GOAL OF THE EXERCISE: Reproduce the records below line for line, leaving out the pictures.

RECORDED DATA:
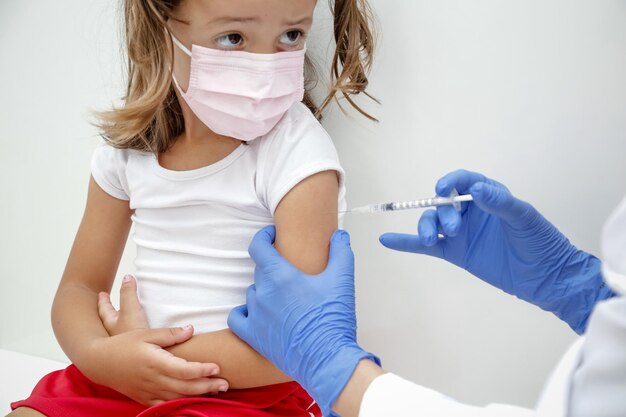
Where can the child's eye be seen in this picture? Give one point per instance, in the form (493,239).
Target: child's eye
(232,40)
(291,38)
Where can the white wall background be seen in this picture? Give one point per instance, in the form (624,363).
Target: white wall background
(530,92)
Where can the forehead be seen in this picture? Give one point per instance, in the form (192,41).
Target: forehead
(216,12)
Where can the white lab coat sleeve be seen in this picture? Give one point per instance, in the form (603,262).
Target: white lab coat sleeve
(599,383)
(390,396)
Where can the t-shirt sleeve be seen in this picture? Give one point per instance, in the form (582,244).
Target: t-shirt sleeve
(108,167)
(299,149)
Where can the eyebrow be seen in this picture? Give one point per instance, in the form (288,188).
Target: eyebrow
(227,19)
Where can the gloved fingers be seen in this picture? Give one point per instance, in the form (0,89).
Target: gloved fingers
(498,200)
(428,228)
(238,321)
(411,243)
(341,257)
(460,179)
(449,220)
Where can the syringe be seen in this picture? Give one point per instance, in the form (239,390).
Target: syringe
(454,199)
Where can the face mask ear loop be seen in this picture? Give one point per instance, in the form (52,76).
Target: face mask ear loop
(183,48)
(180,45)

COMPLETED EXERCISE:
Where can the child's eye be seen in this picture? Give one point per instance, in the form (493,239).
Target: child's eye
(232,40)
(291,38)
Where can the white wall background be seen in this picture? Give one point per instance, in the form (624,363).
Target: white wall background
(530,92)
Where can the forehead be seen in this picture? Give one point per instance, in the form (192,41).
Target: forehead
(216,12)
Where can the white lab coat sleeve be seen in this picture? Give one point per instance, in the form (603,262).
Target: white lab coat sleeve
(599,383)
(390,396)
Where can the t-shirt sleeve be seen in this picture? Give one point per instance, in the form (582,244).
Target: t-shirt sleeve
(108,167)
(299,149)
Where can the eyebrow be seen in this picture? Give one point per instance, in the form (288,188).
Target: eyebrow
(227,19)
Where can the gloved fingers be seen in this picture? Give one point per instance, in the form (0,89).
Target: gloved fingers
(498,200)
(428,228)
(238,321)
(411,243)
(341,257)
(460,179)
(449,220)
Where can the syringe be seen in this picture? Give one point per instance, in the form (239,390).
Target: syringe
(454,199)
Where can the face mask ear loop be seen in this picture? Give one point per instance, in the form (52,76).
Target: face mask ear loop
(183,48)
(180,45)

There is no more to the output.